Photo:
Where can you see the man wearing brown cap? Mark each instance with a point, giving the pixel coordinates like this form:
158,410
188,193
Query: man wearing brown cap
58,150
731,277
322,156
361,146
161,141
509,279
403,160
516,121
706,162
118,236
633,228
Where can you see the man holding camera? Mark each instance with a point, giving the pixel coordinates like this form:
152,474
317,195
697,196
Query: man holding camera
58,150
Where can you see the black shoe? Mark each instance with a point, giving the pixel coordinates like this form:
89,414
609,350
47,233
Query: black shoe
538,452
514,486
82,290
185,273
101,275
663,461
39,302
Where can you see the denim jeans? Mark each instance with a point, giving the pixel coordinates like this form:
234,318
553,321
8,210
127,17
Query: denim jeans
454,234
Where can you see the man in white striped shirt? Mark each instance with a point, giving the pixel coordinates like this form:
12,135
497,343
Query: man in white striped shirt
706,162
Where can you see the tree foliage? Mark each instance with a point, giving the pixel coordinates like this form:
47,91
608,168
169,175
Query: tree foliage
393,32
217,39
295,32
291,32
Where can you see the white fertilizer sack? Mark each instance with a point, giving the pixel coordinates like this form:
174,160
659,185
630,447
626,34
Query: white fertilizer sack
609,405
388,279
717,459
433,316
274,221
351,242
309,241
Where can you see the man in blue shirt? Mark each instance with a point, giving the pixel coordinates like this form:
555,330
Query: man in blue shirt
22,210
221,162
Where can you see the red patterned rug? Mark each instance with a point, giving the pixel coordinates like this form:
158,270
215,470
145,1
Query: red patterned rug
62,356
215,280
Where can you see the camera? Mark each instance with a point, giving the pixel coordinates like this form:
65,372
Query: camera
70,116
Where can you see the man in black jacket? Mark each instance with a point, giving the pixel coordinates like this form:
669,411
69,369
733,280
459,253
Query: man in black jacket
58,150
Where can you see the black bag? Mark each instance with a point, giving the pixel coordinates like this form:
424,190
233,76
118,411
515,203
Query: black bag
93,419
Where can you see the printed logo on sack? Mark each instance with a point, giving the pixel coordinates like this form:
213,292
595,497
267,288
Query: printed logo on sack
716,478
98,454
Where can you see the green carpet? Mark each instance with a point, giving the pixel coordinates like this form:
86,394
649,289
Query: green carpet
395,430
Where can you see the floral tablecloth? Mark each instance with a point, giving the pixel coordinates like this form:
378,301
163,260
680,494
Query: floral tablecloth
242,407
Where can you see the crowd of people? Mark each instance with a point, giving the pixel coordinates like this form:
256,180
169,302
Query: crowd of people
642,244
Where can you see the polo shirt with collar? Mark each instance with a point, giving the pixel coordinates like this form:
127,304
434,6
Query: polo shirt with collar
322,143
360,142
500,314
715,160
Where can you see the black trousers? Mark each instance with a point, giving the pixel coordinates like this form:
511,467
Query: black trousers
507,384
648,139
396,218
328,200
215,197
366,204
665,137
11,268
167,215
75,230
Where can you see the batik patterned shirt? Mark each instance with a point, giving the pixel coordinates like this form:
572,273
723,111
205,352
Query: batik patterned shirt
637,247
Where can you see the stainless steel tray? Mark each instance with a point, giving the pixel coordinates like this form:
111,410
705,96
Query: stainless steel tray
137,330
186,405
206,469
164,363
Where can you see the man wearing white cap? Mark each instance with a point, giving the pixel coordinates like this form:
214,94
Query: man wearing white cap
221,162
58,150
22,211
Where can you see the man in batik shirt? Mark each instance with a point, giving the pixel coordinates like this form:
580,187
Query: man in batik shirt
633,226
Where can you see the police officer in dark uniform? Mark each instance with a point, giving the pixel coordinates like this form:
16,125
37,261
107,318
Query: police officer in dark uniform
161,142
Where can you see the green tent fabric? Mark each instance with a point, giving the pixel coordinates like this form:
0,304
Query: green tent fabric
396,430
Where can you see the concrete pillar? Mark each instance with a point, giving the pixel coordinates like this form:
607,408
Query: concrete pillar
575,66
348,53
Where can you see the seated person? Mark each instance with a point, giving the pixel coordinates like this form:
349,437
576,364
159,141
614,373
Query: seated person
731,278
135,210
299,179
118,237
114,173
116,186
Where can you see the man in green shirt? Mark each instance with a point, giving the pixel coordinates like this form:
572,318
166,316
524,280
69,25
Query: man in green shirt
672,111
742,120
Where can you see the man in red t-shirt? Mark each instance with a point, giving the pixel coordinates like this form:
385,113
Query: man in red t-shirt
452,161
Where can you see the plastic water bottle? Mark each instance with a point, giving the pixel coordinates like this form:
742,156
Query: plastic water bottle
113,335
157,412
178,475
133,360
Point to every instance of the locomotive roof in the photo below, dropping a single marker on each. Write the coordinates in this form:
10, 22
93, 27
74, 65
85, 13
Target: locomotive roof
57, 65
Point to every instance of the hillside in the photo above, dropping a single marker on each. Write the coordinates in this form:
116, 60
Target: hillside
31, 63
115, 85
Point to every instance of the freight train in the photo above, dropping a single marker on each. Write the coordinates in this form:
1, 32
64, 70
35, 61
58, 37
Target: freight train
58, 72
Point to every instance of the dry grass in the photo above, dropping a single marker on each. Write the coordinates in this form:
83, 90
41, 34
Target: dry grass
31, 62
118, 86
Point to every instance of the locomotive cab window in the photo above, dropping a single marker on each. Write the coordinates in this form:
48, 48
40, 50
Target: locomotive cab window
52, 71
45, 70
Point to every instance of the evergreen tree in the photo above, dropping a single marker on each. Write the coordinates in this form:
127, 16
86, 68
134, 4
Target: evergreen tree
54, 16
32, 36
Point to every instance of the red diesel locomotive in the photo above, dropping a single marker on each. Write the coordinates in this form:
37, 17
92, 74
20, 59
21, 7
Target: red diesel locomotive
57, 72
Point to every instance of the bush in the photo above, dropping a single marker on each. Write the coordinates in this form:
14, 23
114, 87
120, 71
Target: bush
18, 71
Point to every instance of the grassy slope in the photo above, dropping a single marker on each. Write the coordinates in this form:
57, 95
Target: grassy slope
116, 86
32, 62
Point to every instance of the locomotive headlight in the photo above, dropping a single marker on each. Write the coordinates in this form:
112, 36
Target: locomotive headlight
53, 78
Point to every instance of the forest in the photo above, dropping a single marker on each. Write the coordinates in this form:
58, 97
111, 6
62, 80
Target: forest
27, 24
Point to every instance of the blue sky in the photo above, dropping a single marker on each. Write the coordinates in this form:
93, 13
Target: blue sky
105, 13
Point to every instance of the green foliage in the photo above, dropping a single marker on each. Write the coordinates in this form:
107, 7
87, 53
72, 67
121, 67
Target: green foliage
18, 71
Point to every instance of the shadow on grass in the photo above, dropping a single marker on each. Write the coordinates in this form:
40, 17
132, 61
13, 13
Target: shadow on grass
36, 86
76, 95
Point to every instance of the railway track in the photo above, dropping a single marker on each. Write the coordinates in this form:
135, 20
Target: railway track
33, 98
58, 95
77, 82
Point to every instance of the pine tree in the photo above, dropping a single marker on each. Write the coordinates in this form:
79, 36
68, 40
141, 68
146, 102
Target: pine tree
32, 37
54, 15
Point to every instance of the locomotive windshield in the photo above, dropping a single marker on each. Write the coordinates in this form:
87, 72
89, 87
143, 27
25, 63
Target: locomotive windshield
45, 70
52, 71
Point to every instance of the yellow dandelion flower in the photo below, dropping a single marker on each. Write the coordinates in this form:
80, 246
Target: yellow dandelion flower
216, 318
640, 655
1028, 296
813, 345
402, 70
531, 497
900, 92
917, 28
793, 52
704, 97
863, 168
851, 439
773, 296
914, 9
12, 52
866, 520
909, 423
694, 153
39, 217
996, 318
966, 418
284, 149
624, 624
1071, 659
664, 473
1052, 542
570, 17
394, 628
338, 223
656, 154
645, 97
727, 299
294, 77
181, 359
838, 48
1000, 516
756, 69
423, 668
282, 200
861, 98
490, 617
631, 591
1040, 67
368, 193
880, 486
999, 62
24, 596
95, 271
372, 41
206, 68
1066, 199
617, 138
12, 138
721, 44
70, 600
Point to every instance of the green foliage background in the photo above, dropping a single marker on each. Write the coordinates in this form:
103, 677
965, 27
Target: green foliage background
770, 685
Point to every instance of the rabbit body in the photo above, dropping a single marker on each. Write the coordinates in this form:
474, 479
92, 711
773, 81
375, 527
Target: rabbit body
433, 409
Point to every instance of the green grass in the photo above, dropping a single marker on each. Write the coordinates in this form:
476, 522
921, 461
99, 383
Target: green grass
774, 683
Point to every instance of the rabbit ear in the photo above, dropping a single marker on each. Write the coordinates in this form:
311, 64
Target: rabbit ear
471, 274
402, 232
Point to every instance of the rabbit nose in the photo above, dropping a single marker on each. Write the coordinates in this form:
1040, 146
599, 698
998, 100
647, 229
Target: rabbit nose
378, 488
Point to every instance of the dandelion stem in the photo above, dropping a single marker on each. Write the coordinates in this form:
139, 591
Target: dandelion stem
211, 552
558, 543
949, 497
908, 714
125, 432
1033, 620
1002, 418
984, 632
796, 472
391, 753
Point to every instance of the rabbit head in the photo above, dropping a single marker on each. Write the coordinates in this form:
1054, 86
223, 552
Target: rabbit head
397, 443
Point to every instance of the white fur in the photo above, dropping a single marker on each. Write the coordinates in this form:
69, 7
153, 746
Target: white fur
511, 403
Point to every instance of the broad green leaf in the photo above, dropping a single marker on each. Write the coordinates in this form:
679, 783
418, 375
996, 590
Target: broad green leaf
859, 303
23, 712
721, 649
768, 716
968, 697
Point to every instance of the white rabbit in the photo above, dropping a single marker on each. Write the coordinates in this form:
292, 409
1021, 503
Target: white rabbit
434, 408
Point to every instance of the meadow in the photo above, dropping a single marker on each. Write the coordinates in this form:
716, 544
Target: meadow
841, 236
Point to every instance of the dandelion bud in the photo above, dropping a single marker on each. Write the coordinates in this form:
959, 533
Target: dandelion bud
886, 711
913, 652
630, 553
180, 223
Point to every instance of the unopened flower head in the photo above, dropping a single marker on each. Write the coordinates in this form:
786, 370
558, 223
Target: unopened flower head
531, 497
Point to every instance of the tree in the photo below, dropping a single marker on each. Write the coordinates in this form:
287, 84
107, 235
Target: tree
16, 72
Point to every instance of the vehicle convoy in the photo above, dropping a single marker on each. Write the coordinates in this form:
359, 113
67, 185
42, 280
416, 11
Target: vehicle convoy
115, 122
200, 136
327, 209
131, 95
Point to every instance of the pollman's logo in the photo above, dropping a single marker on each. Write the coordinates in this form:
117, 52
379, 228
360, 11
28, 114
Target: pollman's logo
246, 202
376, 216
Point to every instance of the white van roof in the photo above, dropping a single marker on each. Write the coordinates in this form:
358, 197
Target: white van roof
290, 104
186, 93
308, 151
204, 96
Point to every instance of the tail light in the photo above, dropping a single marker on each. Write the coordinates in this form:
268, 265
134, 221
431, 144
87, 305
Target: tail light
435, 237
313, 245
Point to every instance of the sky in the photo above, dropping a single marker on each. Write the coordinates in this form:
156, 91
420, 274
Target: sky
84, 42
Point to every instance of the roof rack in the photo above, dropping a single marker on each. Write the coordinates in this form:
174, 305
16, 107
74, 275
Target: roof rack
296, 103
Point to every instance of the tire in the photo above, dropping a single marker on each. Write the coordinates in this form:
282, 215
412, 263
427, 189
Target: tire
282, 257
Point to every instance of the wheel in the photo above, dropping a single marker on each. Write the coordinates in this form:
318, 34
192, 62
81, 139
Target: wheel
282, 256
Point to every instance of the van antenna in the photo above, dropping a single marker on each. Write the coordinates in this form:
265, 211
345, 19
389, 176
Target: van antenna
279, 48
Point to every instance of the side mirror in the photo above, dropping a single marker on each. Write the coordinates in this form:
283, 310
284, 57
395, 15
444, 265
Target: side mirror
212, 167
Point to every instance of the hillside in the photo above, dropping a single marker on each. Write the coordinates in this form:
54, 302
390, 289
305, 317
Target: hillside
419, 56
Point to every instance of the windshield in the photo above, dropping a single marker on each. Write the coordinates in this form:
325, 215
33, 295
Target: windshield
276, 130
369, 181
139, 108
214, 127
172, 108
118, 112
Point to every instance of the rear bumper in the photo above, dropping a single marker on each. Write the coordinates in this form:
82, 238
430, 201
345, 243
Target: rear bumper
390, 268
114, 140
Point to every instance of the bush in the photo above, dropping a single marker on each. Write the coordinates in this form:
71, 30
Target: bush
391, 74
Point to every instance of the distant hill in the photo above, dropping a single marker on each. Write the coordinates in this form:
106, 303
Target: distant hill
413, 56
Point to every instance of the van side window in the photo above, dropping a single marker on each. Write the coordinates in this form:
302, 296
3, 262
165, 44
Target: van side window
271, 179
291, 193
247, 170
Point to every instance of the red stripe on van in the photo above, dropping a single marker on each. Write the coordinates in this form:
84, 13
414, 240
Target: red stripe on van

### [YOUR GOAL]
Repeat every line of the data word for word until you have repeated the line that contains "Where can you see the printed", which is the last one to include.

### [EXERCISE OUTPUT]
Photo:
Where can you see the man wearing brown cap? Mark each instance with a point, giving the pixel coordinates like this form:
158,410
188,193
Query: man wearing brown cap
58,150
731,277
322,156
361,146
161,141
509,279
403,160
516,121
706,162
118,236
633,228
Where can you see the man holding camera? Mark each instance with a point, giving the pixel coordinates like this form:
152,474
317,195
697,196
Query: man holding camera
58,150
Where can you see the black shoe? Mark each instance with a point, giving the pixel coordinates like this form:
89,414
609,350
47,233
Query: black shoe
538,452
514,486
82,290
185,273
101,275
663,461
39,302
Where can you see the denim jeans? Mark each instance with a point, giving the pixel coordinates like this form:
234,318
553,321
8,210
127,17
Query: denim jeans
454,234
Where can you see the man in white striped shirt? Mark each instance with a point, giving the pixel coordinates like this form:
12,135
497,343
Query: man in white striped shirt
706,162
Where can you see the tree foliage? Mark each instance with a point, giving the pixel coordinates like this form:
47,91
608,168
169,175
Query: tree foliage
393,32
217,39
295,32
291,32
Where can you see the white fertilizer sack? Mark each instance with a point, giving the pixel coordinates like this form:
174,160
659,185
630,447
626,34
Query: white fertilizer sack
609,405
388,279
717,459
433,316
274,221
351,242
309,241
Where can you see the man in blue shirt? Mark each instance with a point, giving the pixel coordinates like this form:
555,330
Query: man in blue shirt
22,210
221,162
Where can you see the red patterned rug? Mark each instance with a point, giving the pixel coordinates like this form:
158,270
215,470
145,1
Query: red patterned rug
62,356
215,280
Where can you see the camera? Mark each instance with a point, giving the pixel coordinates like this form:
65,372
Query: camera
70,116
Where can you see the man in black jacket? Mark each instance with a point, giving the pixel coordinates like this form:
669,411
69,369
733,280
459,253
Query: man in black jacket
58,150
Where can you see the black bag? Mark each instance with a point, giving the pixel coordinates like this form:
424,190
233,76
118,411
515,203
Query: black bag
93,419
Where can you see the printed logo on sack? Mark each instance with a point, giving the pixel coordinates like this form:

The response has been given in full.